(Stored items from a collection)
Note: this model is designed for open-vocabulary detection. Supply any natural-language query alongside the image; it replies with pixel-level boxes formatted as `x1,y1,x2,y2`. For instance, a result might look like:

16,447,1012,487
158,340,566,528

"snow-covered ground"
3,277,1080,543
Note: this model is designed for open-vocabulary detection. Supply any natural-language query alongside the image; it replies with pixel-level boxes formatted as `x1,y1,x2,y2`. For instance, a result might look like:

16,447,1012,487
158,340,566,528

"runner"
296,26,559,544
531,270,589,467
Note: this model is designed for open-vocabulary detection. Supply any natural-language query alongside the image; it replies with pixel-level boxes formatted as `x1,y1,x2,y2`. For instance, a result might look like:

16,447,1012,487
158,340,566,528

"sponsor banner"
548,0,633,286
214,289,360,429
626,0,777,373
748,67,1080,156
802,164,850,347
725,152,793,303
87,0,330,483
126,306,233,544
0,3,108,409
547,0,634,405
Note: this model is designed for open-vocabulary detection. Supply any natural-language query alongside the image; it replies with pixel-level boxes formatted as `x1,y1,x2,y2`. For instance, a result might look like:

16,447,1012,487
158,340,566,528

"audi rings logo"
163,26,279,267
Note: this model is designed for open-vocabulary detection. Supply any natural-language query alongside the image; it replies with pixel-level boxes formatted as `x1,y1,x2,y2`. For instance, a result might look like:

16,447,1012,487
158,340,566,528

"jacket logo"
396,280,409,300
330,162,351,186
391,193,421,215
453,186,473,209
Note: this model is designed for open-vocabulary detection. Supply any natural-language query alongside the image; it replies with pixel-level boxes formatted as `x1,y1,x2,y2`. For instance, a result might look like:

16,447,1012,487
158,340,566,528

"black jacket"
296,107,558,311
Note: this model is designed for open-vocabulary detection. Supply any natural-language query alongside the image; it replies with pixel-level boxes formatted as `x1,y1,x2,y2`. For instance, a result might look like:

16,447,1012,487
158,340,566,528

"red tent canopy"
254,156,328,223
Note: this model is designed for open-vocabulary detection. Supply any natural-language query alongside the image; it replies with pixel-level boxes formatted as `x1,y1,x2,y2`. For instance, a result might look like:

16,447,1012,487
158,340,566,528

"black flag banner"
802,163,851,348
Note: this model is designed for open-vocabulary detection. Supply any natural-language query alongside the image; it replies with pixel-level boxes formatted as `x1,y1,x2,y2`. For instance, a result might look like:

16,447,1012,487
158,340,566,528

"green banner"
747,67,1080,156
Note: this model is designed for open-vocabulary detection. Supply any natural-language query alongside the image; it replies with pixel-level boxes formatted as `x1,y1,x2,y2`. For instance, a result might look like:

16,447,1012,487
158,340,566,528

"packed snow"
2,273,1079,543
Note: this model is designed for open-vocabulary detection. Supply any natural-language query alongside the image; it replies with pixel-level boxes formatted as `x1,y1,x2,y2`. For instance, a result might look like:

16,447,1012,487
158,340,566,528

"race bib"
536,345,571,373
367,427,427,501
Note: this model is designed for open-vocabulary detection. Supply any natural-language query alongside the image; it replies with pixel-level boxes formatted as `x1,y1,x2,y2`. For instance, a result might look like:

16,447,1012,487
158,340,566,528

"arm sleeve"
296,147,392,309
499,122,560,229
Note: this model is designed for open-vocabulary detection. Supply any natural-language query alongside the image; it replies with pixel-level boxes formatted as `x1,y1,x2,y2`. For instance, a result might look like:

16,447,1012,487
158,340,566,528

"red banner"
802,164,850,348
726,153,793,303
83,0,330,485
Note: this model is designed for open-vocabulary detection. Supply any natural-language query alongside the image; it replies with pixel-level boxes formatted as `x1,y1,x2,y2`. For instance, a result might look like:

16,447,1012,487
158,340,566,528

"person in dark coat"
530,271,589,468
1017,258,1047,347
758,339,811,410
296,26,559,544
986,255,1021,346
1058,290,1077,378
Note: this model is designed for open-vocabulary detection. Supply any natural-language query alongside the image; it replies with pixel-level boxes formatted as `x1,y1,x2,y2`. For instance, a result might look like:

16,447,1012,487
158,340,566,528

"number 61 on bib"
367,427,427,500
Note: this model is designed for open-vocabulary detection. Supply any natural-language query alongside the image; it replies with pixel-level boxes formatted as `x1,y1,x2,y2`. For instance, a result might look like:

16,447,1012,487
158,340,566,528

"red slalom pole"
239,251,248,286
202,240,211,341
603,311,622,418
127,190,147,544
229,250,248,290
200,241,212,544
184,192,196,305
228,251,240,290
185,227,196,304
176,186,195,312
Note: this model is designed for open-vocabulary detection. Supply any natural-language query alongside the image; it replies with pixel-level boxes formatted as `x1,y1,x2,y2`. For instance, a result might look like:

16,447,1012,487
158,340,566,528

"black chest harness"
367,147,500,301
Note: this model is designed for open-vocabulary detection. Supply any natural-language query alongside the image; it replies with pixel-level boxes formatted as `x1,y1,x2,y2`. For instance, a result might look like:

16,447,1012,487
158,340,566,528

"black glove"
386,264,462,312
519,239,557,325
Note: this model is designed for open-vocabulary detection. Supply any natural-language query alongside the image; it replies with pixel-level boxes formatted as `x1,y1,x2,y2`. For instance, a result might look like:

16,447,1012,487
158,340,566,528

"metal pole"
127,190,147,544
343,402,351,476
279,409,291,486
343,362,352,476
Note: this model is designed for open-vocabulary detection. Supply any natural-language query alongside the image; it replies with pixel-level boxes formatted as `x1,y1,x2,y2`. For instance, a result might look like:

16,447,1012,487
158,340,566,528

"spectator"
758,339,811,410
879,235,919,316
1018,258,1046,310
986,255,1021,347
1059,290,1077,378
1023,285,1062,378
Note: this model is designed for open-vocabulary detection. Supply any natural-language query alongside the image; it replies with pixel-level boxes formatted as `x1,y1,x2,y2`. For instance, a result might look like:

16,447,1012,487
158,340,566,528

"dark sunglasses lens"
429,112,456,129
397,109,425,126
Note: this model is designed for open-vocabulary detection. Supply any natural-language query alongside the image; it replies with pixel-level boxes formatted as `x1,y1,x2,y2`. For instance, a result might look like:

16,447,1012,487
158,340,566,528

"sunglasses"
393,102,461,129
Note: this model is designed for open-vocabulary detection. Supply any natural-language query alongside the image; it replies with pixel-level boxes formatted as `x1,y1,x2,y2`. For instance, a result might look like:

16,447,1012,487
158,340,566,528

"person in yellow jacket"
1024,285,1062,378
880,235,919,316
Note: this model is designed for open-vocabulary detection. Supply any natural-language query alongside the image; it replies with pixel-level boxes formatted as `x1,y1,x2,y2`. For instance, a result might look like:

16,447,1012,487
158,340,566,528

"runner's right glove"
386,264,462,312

## WORK TASK
Repeat every record, keeping each word and mark exactly as it is.

## ANSWER SECTION
Note: this model is designed for open-vocabulary detection. Supply any natural-language query alongside the image; it replies with pixel-level boxes formatted as `x1,y1,x2,y2`. For instance, a result might look like:

16,447,1012,487
158,340,566,528

"snow-covered ground"
3,277,1080,543
Note: this model is designed for open-vocabulary detection. Supply any natural-language query alongside the image; it replies with pixel-level boxes formatted as `x1,y1,x2,y2`. For instance, a result might look like:

16,447,1012,487
158,340,566,528

"runner"
296,26,559,544
531,270,589,467
Note: this model is designed for open-vocabulary detection. Supply any natural-language query alongside the image; it replies with pixel-level boxes formatted as `x1,y1,x2,y2`. For instance, a result might look like:

16,447,1012,487
158,340,566,528

"sponsor banner"
548,0,633,286
214,289,360,429
626,0,777,373
748,67,1080,156
802,164,850,347
725,152,793,303
87,0,330,483
126,306,233,544
0,3,108,409
547,0,634,405
Note: this model is designed for open-vocabulary detection. Supply any natural-language query alongside the image; it replies with pixel-level boxes formatted as `x1,y1,x2,y2`. For instance, a result might look like:

16,447,1012,487
158,340,566,528

"audi rings logo"
163,26,279,267
Note: this model is designed for open-vocabulary detection. Supply any natural-language query alongside the image; it replies with pixel-level boxes formatted as `x1,y1,x2,y2`. For instance, a result might look like:

16,447,1012,487
158,340,566,528

"jacket logo"
396,280,409,300
330,162,351,186
391,193,421,215
453,186,473,209
Note: this model is designed for open-vocabulary detection. Supply any natural-language query alongside the image; it replies with pixel-level boxes formatted as `x1,y1,x2,y2`. For instance, a result might look like:

16,447,1012,487
158,340,566,528

"black jacket"
296,107,558,311
Note: this model is designed for open-vocabulary detection. Supply any natural-language query alongside the image; it replies with pixel-level boxes formatted as `x1,y1,x2,y2`. For instance, a result might look like:

16,447,1012,487
158,340,566,528

"red tent canopy"
254,156,328,223
Note: this model is designed for open-vocabulary detection. Supply any natural-language query alongside the image; it replies with pixel-level boxes formatted as `x1,y1,x2,y2`. For instance, a result might look like:

16,447,1012,487
158,340,566,528

"black flag banner"
802,163,851,348
Note: this model is designed for open-vocabulary detection. Supply any natural-language query alongside the image; it replies with pixel-level boxes formatted as `x1,y1,x2,y2`. For instance, a result might look like:

16,447,1012,487
158,340,566,528

"green banner"
747,67,1080,156
Note: this model is designed for open-vocabulary detection. Supply any natural-language query alongside the image; it replies with pixel-level boxes formatted as `x1,y1,x2,y2`. For instance, a result might look like:

16,447,1012,487
158,340,566,528

"packed snow"
2,273,1079,543
Note: this model is designed for open-vocabulary detection. Supply any natural-language query alongside the image; it replies with pixel-level boxes formatted as `x1,y1,x2,y2`. For instance, a result might look like:

16,447,1012,487
158,340,566,528

"race bib"
536,345,571,373
367,427,427,501
Note: this model is designed for open-vocabulary detection. Supply any natural-language query alongside the image; it replies with pixel-level boxes formatted as `x1,y1,x2,y2`. For instance, a result might look like:

16,447,1012,487
158,340,566,528

"arm sleeve"
296,147,392,309
499,122,560,229
Note: this model is designed for open-vocabulary detection. Supply any natural-language query alongside the image; it replies with pixel-level boxes formatted as `x1,y1,x2,y2`. For instance, a result might look like:

16,447,1012,487
158,340,566,528

"red banner"
802,164,850,348
726,153,793,303
83,0,330,485
Note: this model is designed for open-vocabulary detection. Supply any natural-language query alongside the image; it replies with pixel-level boxes formatted as `x1,y1,x2,y2`. For instance, a result might look like:

16,447,1012,487
158,340,566,528

"person in dark coat"
530,271,589,468
1017,258,1047,347
758,339,811,410
296,26,559,544
986,255,1021,346
1058,290,1077,378
Note: this model is designed for open-vocabulary detection. Supply any natural-language query alongside the image; it replies with pixel-level boxes formatted as `x1,y1,x2,y2`. For instance, a result might look like:

16,447,1012,487
158,340,566,528

"number 61 on bib"
367,427,427,500
Note: this model is designed for open-vocabulary detection. Supply any natural-language query alongside the image; it replies with pixel-level boxes formatted as `x1,y1,x2,y2`. For instance, a result might look like:

16,447,1012,487
158,340,566,528

"red slalom pole"
239,251,248,286
202,240,211,341
603,311,622,418
127,190,147,544
229,250,248,290
200,241,212,544
184,192,196,305
228,251,240,290
185,227,196,304
176,186,195,312
Note: this model is designed for open-vocabulary detection. Supply any natural-language query alongside the image; it replies with pixel-level boxes formatted as `x1,y1,x2,y2`. For instance, a result might look like:

16,447,1012,487
158,340,566,528

"black chest harness"
367,147,500,301
Note: this model is designed for open-vocabulary detection. Supply any natural-language query alongside the image; it replies with pixel-level boxes formatted as `x1,y1,x2,y2`. For instance, a result might look like:

16,447,1012,487
158,340,566,528

"black glove"
386,264,462,312
519,239,557,325
Note: this model is designed for open-vocabulary detection. Supply any natural-language query alongside the image; it replies with pixel-level boxes formatted as `x1,y1,x2,y2`. For instance, a result might look like:

16,447,1012,487
158,340,566,528

"metal pole"
127,190,147,544
343,402,351,476
279,409,291,486
343,362,352,476
Note: this model is designed for open-vocabulary detection. Supply any natural-language query alongside the image; it replies with pixel-level boxes formatted as `x1,y1,x2,y2`. For instance, a result might look like:

16,447,1012,487
158,340,566,528

"spectator"
758,339,811,410
879,235,919,316
1018,258,1046,310
986,255,1021,347
1059,290,1077,378
1023,285,1062,378
Note: this model is designed for open-vocabulary detection. Supply any natural-language query alongside the image; it replies with pixel-level boxes formatted as `x1,y1,x2,y2`. For instance, a result might look like:

16,447,1012,487
158,340,566,528

"dark sunglasses lens"
429,112,456,129
397,109,425,126
Note: this model is designed for open-vocabulary detection. Supply any natural-language query alongside the image; it replies with pixel-level boxes formatted as `x1,y1,x2,y2`. For instance, a result might look like:

16,447,1012,487
158,340,566,528

"sunglasses"
393,102,461,129
Note: this model is designed for open-vocabulary detection. Supply any natural-language query alongside the image; it replies with pixel-level boxes formatted as `x1,y1,x2,y2`. For instance, a result might look like:

16,447,1012,487
158,340,566,528

"person in yellow jacket"
1024,285,1062,378
880,235,919,316
Note: this model is designed for open-vocabulary detection. Supply any natural-language query alongside the image; it replies with pixel-level boxes formatted as `x1,y1,x2,y2`. For instance, a result might look like:

16,447,1012,487
158,340,566,528

"runner's right glove"
386,264,462,312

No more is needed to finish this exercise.